### Data for this exercise ###

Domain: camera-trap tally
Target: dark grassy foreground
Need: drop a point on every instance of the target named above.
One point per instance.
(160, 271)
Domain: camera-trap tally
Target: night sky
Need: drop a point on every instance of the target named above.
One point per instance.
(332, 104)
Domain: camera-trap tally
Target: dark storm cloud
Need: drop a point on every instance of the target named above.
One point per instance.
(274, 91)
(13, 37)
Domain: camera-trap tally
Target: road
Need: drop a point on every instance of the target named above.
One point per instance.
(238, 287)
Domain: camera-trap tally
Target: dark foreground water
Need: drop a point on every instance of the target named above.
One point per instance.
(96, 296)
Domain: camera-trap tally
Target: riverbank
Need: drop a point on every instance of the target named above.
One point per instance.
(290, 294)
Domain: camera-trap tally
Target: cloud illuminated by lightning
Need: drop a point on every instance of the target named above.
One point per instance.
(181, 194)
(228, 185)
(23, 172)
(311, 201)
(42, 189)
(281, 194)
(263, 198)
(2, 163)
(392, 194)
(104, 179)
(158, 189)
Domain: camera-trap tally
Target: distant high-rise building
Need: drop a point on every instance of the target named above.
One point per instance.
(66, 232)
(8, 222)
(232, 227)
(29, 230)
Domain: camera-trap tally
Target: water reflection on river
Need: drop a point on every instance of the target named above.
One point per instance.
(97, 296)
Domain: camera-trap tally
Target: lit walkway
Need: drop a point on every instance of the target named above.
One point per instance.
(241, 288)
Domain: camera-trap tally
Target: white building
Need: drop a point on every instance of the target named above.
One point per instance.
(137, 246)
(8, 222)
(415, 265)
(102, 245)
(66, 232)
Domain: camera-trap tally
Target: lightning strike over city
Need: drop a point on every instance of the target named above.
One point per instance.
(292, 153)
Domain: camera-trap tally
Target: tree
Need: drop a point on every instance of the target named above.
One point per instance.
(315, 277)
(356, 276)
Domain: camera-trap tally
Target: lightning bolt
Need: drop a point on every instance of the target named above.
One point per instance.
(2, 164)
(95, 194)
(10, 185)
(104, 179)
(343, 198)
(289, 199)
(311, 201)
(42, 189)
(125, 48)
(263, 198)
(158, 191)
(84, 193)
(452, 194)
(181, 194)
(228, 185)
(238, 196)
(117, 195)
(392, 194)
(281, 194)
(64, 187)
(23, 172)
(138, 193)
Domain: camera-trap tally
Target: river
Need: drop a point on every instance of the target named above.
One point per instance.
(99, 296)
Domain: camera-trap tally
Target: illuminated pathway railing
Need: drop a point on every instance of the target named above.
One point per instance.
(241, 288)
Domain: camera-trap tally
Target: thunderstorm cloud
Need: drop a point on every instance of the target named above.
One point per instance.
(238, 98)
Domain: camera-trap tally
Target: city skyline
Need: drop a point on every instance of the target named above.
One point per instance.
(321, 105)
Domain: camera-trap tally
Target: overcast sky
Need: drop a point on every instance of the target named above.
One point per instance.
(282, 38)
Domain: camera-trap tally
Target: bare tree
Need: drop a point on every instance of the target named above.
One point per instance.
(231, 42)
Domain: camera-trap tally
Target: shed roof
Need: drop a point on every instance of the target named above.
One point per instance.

###

• Problem to solve: Write out the material from the first line to the last, exactly.

• Right answer:
Domain: camera-trap tally
Target: dark grassy foreground
Need: drop a point on every instance of the target named above.
One point per instance.
(160, 271)
Domain: camera-trap tally
Target: night sky
Need: drop a point on every instance of the target named above.
One point per instance.
(332, 104)
Domain: camera-trap tally
Target: dark storm cloud
Need: drop a point on every instance of the target named above.
One point per instance.
(274, 91)
(13, 37)
Domain: camera-trap tally
Target: road
Need: drop a point on every instance of the target named above.
One point per instance.
(238, 287)
Domain: camera-trap tally
Target: dark foreground water
Need: drop a point on every instance of the target named above.
One point per instance.
(96, 296)
Domain: camera-trap tally
Target: riverbank
Need: drop a point on every instance of the target named above.
One point per instance.
(290, 294)
Domain: camera-trap tally
Target: cloud illuminated by lightning
Need: drop a point on every instance of the target named above.
One point per instance.
(181, 194)
(228, 185)
(23, 172)
(311, 201)
(42, 189)
(281, 194)
(263, 198)
(2, 163)
(392, 194)
(104, 179)
(158, 189)
Domain: camera-trap tally
Target: distant high-rise building
Need: drop a point on every instance of the target named above.
One point per instance.
(66, 232)
(8, 222)
(232, 227)
(29, 230)
Domain: camera-trap tally
Target: water reflection on river
Need: drop a point on every instance of the target named above.
One point per instance.
(97, 296)
Domain: camera-trap tally
Target: lit walkway
Need: drop a point on every instance of the target named above.
One point per instance.
(241, 288)
Domain: camera-trap tally
Target: white building
Need: drop a point on every instance of the target named above.
One point per instance.
(137, 246)
(8, 222)
(415, 265)
(102, 245)
(66, 232)
Domain: camera-trap tally
Target: lightning strike over city
Need: drop a point on every instance of the target named above.
One point per instance.
(292, 153)
Domain: camera-trap tally
Target: tree
Need: drop a point on every instance of the target named above.
One point per instance.
(315, 277)
(356, 276)
Domain: camera-trap tally
Target: lightning bolt
Need: drop a point on every instance of the target named above.
One point per instance.
(2, 164)
(95, 194)
(10, 185)
(104, 179)
(343, 198)
(289, 199)
(311, 201)
(42, 189)
(125, 48)
(263, 198)
(158, 191)
(84, 193)
(452, 194)
(181, 194)
(228, 185)
(238, 196)
(117, 195)
(392, 194)
(281, 194)
(64, 187)
(23, 172)
(138, 193)
Domain: camera-trap tally
Target: river
Need: drop a point on every instance of the target named above.
One point per instance.
(99, 296)
Domain: camera-trap tally
Target: illuminated pathway railing
Need: drop a point on every instance of the target named above.
One point per instance.
(241, 288)
Domain: camera-trap tally
Target: thunderstorm cloud
Need: drop a point on every instance of the target named above.
One point per instance.
(238, 98)
Domain: camera-trap tally
Target: city skyline
Need: drop a point on every instance of the target named above.
One point per instance.
(321, 105)
Domain: camera-trap tally
Target: overcast sky
Need: drop a point on every instance of the target named above.
One point per instance.
(282, 38)
Domain: camera-trap tally
Target: bare tree
Need: drop a point on every instance of the target named above.
One point per instance.
(231, 42)
Domain: camera-trap tally
Target: shed roof
Need: drop a point on every instance of the target named above.
One point per instance.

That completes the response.